------ Bereitgestellter Auszug

Namen sind Schall und Rauch

Heute vor 81 Jahren erblickte ich im Kreiskrankenhaus Wernigerode/Harz um 05:35 Uhr das Licht der Welt.
Meine Eltern wohnten in den 30gern und 40gern in Berlin auf dem Kurfürstendamm.
Das Haus wurde bei einem der furchtbaren Fliegerangriffen und verheerenden Brände vollständig zerstört. Sie mussten notgedrungen die Stadt verlassen und kamen dann glücklicherweise bei meiner Oma mütterlicherseits in Magdeburg unter.
1943 wurde meine Mutter schwanger.

------------
------ Datenauszug

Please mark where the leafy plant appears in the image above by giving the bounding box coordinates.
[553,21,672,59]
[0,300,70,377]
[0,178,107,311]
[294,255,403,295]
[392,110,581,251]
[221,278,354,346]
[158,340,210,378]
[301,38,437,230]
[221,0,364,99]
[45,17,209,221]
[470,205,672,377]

------------

_Folgendes ergänzen_:
A. Nennen Sie alle Orts- und Straßenangaben, die im Erinnerungstext vorkommen.
B. Kopieren Sie aus dem Erinnerungstext den Abschnitt zwischen „Das Haus wurde“ und „in Magdeburg unter.“, beide eingeschlossen.
C. Führen Sie den Erinnerungstext über die eigene Geburt in Wernigerode im Anschluss an seinen letzten Satz weiter.
Das Material ist eigenständig und gehört nicht zum Erinnerungstext.

_Gelöste Aufgaben_:
A. Wernigerode/Harz, Berlin, Kurfürstendamm, Magdeburg

B.
Das Haus wurde bei einem der furchtbaren Fliegerangriffen und verheerenden Brände vollständig zerstört. Sie mussten notgedrungen die Stadt verlassen und kamen dann glücklicherweise bei meiner Oma mütterlicherseits in Magdeburg unter.

C.
Da nun aber auch Magdeburg von heftigen Fliegerangriffen heimgesucht wurde, beschloss mein Vater, dass meine Mutter in Sicherheit gebracht werden sollte und zwar im Kreiskrankenhaus Wernigerode im Harz. Mein Vater war kriegsbedingt unabkömmlich und er bat deshalb einen sehr guten Freund, der als einer der wenigen Menschen zu dieser Zeit stolzer Besitzer eines Automobils war, meine Mutter in den Harz zu fahren. Man muss wissen, dass sein Freund gerade nach der Amputation eines Beines und eines Armes aus dem Lazarett entlassen wurde. Er lenkte also die wertvolle Fracht mit zwei gesunden Gliedmaßen, aber einem Holzbein sowie einem Armstumpf und fuhr ohne Erlaubnis Magdeburg zu verlassen zu dürfen, wie der Teufel durch Straßensperren und Bombenhagel, bis er uns heil in der Klinik abliefern konnte. Dieser tapfere Mensch, den ich später auch kennenlernen durfte und sehr schätzte, hieß Ralph.

Aus Dankbarkeit wollte mein Vater mich spontan auf den Namen „Ralph“ taufen lassen. Aber dann kamen ihm leichte Bedenken und er mutmaßte, dass bei „Ralph Fischer“ zwei zischende „f-Laute“ disharmonisch aufeinander treffen würden. Mein Vater war ein sehr musikalischer und musischer Mensch. Er nahm einfach irgendwo aus dem unendlichen Reservoir der peinlichen Doppelnamen ein „Peter“ als Zischpuffer zwischen Vor- und Nachnamen.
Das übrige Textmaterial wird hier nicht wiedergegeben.